=== Requirement ===
The lines to copy are those holding the string "black" in the entries below.

=== Data records ===

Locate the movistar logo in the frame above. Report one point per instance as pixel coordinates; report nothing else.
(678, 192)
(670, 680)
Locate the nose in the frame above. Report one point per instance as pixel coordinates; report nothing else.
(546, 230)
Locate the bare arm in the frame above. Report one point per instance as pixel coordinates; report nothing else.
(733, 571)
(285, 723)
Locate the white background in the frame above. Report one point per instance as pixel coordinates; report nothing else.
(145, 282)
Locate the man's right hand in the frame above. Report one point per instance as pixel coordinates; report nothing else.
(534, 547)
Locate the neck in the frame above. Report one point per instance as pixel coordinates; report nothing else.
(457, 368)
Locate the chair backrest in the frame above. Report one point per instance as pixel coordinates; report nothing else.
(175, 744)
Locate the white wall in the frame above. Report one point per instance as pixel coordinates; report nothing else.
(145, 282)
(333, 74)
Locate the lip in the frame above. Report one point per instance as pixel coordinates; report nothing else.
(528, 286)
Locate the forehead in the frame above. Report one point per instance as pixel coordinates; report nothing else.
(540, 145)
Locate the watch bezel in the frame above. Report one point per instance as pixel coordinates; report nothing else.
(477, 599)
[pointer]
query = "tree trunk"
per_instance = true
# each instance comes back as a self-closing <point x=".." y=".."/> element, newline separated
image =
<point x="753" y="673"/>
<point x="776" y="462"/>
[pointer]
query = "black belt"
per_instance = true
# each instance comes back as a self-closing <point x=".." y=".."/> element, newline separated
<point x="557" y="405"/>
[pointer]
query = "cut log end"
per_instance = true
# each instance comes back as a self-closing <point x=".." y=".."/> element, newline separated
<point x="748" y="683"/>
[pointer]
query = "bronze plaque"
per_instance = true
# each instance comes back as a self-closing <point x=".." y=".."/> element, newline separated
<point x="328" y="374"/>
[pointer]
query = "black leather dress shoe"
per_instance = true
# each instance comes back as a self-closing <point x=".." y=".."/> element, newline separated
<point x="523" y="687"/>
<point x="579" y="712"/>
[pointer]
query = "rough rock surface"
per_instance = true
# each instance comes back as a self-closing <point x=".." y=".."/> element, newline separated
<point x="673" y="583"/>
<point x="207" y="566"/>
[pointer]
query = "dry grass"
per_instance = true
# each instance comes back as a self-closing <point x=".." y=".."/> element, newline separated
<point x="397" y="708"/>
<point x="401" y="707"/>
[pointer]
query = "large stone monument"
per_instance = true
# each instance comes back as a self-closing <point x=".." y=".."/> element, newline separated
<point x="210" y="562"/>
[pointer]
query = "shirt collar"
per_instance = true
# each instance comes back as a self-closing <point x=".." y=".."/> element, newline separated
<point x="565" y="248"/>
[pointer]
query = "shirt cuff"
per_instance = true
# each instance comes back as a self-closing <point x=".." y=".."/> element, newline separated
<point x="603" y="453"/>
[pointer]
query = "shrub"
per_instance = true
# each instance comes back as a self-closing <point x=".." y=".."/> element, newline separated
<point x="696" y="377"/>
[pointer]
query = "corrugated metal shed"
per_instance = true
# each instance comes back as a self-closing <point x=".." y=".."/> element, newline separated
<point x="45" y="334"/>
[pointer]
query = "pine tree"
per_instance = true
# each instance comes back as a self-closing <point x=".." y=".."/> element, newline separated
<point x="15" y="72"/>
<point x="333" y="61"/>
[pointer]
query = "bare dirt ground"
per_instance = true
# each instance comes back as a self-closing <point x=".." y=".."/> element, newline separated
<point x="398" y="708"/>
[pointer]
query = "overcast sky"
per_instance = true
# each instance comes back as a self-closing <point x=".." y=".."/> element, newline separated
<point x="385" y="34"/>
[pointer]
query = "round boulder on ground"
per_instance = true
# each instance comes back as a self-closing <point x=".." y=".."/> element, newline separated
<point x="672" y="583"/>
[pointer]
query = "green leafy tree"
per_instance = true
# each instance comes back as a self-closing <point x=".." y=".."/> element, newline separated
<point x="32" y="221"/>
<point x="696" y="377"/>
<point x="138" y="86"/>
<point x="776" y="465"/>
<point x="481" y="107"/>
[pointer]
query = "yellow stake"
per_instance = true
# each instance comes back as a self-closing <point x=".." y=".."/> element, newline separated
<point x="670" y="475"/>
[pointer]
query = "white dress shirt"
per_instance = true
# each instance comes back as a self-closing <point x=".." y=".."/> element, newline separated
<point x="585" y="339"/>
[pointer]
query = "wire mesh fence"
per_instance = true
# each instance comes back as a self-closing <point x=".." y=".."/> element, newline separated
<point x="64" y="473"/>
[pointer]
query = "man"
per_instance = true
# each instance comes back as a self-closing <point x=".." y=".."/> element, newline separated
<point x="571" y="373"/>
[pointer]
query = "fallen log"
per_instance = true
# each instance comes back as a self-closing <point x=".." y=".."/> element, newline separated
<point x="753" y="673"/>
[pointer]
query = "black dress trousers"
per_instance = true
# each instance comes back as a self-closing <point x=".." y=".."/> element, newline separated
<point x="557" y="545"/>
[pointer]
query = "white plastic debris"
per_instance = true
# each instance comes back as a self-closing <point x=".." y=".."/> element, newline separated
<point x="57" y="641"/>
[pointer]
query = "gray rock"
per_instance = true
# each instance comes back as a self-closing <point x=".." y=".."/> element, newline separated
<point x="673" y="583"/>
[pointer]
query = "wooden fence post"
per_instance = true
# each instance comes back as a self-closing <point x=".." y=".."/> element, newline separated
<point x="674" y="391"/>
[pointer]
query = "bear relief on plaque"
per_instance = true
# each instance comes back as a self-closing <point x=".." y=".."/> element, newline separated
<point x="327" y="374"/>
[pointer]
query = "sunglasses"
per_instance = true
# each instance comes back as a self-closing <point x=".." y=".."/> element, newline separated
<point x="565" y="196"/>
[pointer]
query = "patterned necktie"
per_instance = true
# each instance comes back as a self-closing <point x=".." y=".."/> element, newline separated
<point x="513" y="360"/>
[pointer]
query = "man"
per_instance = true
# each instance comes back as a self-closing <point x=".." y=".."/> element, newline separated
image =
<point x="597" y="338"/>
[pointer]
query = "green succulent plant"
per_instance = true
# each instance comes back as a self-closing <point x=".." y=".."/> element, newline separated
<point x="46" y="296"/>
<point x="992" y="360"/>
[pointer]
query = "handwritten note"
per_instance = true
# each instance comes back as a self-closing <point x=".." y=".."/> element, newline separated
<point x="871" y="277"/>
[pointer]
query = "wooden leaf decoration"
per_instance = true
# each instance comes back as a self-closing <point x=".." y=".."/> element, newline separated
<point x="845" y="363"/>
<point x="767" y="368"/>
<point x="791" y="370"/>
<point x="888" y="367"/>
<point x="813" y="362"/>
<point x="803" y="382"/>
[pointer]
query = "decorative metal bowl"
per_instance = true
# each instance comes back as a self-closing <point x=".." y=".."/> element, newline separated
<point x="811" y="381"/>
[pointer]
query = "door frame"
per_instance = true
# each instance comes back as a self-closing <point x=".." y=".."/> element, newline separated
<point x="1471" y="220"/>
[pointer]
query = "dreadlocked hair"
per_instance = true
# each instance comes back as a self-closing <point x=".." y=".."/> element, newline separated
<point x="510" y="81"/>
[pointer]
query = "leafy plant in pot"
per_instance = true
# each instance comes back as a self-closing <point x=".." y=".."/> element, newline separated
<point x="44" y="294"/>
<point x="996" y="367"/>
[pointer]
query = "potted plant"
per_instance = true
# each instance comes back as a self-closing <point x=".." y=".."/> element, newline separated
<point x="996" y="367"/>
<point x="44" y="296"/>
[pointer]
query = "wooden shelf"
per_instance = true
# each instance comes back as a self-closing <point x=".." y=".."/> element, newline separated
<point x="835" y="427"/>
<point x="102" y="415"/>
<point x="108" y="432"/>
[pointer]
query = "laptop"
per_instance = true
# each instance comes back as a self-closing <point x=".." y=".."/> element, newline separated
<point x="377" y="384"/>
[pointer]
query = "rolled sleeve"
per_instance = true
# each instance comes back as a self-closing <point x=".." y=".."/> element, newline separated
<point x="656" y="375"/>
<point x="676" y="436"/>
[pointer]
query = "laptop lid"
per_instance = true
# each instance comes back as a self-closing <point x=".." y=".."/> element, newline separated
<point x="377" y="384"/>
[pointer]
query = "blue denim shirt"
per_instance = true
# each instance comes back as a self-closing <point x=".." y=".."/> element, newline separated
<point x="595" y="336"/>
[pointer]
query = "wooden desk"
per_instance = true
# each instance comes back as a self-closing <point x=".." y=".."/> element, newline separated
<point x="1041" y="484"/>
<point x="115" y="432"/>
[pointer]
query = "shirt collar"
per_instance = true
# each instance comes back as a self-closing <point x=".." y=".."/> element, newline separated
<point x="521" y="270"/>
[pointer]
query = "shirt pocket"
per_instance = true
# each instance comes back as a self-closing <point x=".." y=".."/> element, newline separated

=== Response to the exercise ===
query = "black belt"
query = "black leather dress shoe"
query = "black dress trousers"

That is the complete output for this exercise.